---------- Records
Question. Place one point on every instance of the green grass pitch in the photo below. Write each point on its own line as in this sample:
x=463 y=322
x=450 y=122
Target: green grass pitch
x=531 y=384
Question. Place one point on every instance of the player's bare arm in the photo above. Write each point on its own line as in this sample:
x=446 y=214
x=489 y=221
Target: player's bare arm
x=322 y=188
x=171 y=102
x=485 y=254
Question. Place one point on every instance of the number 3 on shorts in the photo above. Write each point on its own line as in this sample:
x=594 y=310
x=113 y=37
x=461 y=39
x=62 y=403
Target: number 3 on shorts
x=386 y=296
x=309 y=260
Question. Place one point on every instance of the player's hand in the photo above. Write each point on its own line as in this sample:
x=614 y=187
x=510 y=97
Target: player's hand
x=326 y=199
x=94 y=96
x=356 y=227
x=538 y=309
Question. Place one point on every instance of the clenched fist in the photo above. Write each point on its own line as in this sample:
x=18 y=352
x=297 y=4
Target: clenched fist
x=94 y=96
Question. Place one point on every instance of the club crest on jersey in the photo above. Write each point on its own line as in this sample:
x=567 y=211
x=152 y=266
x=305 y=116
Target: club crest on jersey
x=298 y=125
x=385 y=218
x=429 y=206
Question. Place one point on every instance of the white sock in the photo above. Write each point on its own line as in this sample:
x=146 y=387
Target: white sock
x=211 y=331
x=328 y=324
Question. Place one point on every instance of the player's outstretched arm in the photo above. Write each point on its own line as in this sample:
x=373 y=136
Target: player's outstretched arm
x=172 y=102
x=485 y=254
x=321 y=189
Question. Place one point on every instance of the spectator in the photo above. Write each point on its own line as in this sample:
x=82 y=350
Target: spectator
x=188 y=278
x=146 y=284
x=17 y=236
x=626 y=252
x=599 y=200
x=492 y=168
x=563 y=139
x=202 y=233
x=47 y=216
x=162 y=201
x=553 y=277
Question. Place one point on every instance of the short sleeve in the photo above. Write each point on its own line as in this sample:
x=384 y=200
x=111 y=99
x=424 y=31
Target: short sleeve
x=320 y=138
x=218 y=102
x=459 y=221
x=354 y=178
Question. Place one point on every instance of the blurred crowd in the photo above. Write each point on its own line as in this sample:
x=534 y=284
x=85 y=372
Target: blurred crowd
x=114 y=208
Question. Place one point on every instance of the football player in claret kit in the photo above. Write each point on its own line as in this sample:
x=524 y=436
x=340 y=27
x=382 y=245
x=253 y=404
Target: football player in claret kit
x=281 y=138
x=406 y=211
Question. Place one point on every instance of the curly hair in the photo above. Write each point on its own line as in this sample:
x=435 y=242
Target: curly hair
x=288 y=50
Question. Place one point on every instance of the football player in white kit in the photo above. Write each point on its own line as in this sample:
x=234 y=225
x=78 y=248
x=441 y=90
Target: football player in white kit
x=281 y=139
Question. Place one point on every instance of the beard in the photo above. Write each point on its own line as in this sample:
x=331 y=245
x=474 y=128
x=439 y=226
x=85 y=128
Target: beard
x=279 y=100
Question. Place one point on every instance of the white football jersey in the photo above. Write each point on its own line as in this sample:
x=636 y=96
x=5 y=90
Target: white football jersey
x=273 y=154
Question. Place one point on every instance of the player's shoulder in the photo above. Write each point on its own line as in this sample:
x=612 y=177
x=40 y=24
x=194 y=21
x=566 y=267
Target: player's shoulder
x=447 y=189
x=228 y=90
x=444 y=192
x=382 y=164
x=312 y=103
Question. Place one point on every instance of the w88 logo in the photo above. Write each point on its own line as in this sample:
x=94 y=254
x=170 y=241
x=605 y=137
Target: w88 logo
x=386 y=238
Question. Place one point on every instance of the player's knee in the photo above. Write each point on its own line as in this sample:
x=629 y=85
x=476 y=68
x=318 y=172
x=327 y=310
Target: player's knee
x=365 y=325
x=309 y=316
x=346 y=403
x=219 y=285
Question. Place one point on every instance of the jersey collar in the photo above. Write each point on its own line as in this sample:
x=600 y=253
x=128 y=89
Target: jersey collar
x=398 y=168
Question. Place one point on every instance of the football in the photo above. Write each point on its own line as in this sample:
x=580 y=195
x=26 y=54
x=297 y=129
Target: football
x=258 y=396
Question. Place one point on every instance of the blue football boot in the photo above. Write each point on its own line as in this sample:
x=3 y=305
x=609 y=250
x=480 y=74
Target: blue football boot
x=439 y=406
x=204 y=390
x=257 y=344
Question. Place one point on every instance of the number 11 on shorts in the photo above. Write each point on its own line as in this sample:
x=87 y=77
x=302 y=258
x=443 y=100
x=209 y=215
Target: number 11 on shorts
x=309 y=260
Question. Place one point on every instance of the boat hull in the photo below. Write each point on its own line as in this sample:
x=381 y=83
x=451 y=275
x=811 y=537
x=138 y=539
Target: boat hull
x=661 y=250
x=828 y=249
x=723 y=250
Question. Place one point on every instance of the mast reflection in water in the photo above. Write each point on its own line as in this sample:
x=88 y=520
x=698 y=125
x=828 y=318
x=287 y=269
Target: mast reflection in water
--------------------
Could you reproduce the listing starting at the line containing "Question. Place one point on every instance of the player's hand" and ending at the line containing "x=321 y=189", both lines included, substituting "closed fist" for "clenched fist" and leaving everything else unchanged?

▶ _Response to this exercise_:
Question. Place one point on every instance of the player's hand in the photo above. Write each point on its own line as in this sample:
x=614 y=187
x=510 y=97
Target: player's hand
x=326 y=199
x=94 y=96
x=356 y=227
x=538 y=309
Question. Place one point on every instance of the closed fist in the photo above. Write each point on its own line as in this sample:
x=18 y=352
x=297 y=4
Target: closed fist
x=94 y=96
Question. Place one point on every instance of the club crest on jersey in the photo above. Write each point on its own line as in this sample:
x=567 y=211
x=152 y=266
x=305 y=116
Target: club crest on jersey
x=298 y=125
x=385 y=218
x=429 y=206
Question. Place one point on every instance of the white sock in the photo above. Write each point on its own line as in this sample:
x=146 y=387
Target: white sock
x=211 y=331
x=328 y=324
Question. Place one point on every instance of the player's outstretched arm in the photo above. Write each point on its own line as in this sample:
x=373 y=136
Target: player's outstretched arm
x=172 y=102
x=485 y=254
x=321 y=189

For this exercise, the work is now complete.